◆ **PROVIDED PASSAGE**:
== Segment start ==

Tuesday, July 7, 2015

California assisted suicide bill appears to have died a peaceful death.

Alex Schadenberg
By Alex Schadenberg
Executive Director, Euthanasia Prevention Coalition

California assisted suicide bill SB 128 appears to have died a peaceful death in the California House after Democrat legislators opposed it based on opposition from the disability community and the Latino community.

The assisted suicide lobby has organized more than 25 attempts to legalize assisted suicide in States this year with all of them failing. These campaigns were financed with the money raised by the assisted suicide lobby through the Brittany Maynard assisted suicide campaign last year.


Representative Freddie Rodriguez
Reuters news reported that Democratic Assemblyman Freddie Rodriguez, who is on the health committee, said his opposition stemmed from his background in healthcare.
To me it's not what healthcare is about 
For me to go back on everything I've done and give that option, so to speak, is something I'm not comfortable with.
Disability rights advocates united in opposition to SB 128. Anthony Orefice is one of many disability rights activists who are speaking up against the California assisted suicide bill. He and others are concerned that:
depression and incorrect prognoses may lead people with serious disabilities to end their lives prematurely.

== Segment end ==

◆ **RECORDS SHOWN**:
== Segment start ==

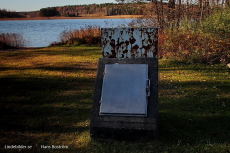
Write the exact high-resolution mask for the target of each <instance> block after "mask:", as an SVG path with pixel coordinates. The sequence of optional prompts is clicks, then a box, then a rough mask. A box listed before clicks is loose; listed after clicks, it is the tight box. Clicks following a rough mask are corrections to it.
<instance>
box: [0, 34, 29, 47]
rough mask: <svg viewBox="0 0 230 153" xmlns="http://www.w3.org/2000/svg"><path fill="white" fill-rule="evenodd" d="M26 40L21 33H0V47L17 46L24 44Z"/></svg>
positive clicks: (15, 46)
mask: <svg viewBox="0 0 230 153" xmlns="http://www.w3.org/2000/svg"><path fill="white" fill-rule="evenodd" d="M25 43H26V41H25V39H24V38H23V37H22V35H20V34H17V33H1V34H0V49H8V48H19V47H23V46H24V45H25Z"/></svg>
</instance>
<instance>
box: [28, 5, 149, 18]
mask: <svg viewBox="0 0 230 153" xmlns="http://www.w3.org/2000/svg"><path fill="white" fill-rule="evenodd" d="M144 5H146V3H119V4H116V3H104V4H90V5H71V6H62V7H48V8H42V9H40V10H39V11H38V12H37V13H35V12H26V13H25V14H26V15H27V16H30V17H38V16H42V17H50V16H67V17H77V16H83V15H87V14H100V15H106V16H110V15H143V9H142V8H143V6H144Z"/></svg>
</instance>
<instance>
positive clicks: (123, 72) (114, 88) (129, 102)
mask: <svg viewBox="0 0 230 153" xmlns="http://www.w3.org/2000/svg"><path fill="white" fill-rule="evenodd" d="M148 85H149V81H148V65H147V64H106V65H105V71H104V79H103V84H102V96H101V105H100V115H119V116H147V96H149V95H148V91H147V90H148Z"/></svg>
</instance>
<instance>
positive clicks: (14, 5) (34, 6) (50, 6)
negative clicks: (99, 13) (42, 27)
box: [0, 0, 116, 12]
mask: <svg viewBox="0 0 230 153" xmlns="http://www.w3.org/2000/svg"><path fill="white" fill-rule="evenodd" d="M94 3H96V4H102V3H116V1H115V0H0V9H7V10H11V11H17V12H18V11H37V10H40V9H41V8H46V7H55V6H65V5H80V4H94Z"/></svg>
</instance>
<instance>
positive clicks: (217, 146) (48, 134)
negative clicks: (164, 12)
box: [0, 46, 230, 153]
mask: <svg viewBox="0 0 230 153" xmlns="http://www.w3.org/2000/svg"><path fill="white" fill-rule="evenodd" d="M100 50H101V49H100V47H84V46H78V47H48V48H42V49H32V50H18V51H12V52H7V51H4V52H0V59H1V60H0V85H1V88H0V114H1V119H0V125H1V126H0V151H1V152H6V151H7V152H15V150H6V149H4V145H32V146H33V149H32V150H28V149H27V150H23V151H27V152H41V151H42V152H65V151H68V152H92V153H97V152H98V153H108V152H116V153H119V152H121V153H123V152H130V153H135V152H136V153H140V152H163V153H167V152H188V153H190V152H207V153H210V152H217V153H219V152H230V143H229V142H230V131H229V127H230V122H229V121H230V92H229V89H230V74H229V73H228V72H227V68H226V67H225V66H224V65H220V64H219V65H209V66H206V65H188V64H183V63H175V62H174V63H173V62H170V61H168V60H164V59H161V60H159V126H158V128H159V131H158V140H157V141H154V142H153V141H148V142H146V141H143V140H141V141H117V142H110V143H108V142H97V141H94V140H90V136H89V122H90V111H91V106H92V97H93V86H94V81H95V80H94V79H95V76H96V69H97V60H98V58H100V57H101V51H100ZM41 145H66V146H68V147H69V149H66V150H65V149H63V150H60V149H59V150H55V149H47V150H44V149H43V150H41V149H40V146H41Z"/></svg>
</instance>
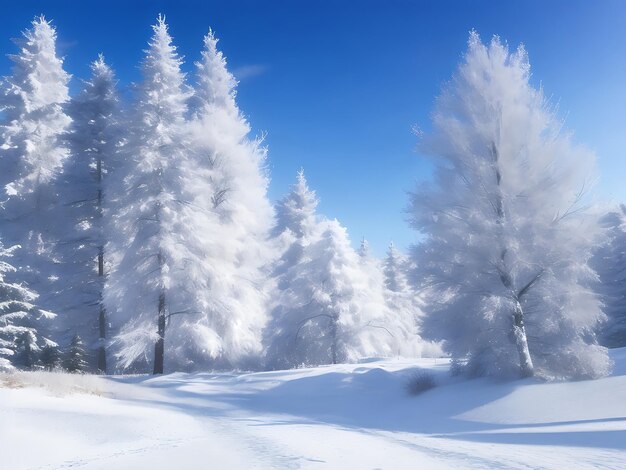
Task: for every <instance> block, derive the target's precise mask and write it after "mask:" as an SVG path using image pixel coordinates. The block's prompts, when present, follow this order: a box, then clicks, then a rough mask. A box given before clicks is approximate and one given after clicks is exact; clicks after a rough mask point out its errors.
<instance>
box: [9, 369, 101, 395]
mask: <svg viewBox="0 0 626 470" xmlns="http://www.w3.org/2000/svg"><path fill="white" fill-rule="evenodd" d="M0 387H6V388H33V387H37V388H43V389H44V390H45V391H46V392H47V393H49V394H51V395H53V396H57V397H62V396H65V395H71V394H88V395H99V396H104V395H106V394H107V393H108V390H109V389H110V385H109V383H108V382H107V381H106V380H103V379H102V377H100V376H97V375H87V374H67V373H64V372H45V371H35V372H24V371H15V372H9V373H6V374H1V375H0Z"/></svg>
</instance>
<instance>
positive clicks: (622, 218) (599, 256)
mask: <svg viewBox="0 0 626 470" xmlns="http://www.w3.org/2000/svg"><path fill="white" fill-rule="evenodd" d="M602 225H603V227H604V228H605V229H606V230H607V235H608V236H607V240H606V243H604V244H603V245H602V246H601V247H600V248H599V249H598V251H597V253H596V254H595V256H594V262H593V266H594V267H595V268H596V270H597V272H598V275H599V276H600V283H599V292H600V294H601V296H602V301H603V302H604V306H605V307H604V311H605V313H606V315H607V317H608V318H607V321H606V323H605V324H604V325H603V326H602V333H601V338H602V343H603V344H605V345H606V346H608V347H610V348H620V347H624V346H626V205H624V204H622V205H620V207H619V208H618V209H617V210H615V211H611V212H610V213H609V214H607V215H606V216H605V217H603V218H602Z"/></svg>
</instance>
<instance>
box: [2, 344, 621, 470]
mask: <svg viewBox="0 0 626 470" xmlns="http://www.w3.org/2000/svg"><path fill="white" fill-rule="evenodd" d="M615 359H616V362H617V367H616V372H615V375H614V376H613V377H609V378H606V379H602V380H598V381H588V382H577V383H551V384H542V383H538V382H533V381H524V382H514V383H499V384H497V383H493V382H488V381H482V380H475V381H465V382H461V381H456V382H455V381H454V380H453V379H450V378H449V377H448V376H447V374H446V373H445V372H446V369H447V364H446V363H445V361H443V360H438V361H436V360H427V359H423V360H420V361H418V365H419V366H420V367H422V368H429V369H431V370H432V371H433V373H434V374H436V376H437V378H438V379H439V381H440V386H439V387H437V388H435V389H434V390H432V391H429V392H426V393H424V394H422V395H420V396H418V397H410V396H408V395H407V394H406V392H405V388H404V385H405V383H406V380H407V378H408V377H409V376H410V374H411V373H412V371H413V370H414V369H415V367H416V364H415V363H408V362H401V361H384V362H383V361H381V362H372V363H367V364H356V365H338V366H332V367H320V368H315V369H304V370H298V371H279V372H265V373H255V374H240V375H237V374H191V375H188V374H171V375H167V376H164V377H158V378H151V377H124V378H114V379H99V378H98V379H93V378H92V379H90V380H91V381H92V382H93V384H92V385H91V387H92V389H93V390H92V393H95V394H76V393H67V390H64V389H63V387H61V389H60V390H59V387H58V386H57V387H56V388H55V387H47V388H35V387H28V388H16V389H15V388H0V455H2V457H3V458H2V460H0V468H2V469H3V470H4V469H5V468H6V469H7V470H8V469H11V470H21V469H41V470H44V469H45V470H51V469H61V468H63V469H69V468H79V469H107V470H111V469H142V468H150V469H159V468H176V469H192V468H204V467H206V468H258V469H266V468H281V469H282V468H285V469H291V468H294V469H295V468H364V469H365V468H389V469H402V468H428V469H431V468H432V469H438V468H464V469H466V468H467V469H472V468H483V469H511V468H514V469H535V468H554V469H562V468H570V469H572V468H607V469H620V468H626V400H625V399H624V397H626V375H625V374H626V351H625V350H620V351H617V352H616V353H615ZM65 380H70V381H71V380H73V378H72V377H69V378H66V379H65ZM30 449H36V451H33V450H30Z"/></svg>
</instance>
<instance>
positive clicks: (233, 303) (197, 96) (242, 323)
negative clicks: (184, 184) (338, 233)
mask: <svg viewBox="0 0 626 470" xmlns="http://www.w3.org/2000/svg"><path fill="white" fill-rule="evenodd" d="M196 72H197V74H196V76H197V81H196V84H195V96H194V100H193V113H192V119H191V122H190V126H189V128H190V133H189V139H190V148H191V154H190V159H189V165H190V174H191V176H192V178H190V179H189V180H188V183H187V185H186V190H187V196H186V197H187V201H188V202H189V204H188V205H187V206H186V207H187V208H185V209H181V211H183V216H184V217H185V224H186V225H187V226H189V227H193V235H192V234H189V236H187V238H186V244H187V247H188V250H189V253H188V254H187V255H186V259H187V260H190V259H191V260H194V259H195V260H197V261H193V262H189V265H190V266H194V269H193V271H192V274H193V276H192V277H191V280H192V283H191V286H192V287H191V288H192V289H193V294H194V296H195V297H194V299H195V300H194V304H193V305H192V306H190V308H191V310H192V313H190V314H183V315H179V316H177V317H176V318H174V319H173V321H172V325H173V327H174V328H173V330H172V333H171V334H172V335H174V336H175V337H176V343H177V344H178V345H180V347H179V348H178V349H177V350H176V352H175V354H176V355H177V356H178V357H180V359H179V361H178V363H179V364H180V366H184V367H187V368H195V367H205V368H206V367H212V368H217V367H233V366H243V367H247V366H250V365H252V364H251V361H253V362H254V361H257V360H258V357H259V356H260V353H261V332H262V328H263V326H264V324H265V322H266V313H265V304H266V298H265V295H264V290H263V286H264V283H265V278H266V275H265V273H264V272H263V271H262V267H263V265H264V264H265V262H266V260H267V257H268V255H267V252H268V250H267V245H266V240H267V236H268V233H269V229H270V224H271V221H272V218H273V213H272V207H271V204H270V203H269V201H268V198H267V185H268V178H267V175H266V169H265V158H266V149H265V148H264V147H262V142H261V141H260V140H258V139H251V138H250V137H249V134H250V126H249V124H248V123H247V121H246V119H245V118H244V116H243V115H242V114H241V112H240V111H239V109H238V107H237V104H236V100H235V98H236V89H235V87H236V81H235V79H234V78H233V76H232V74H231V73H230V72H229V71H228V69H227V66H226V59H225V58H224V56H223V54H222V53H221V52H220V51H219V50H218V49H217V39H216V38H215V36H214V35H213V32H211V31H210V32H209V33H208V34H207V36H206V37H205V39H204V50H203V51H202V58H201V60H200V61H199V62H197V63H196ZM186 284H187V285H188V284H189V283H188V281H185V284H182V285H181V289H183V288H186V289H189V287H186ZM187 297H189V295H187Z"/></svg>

== Segment end ==

◆ **YOUR GOAL**: Pick up the blog post on California's assisted suicide bill SB 128 right after its final sentence and continue it.

◆ **OUTPUT BELOW**:
Marilyn Golden, the senior policy analyst at Disability Rights Education & Defense Fund, argues that the assisted suicide bill poses "considerable dangers" to people with new disabilities who may have suicidal thoughts. Golden states that:
many people who initially received terminal diagnoses have "lived full lives (for) years or even decades" longer than expected.
Deborah Doctor, a legislative advocate for Disability Rights California, wrote in a letter to State Senator Lois Wolk:
disabled people are vulnerable to abuse and could be coerced by family members not acting in the patients' best interests. Relatives, she said, could put pressure on people to take life-ending medication. 
"Our responsibility is to think of people who are the most vulnerable to coercion, abuse and pressure."
The assisted suicide lobby will continue to push to legalize doctors having the right in law to prescribe lethal drugs for suicide.

California is one more example of what happens when legislators are given the opportunity to learn how legalizing assisted suicide effects people with disabilities and society in general.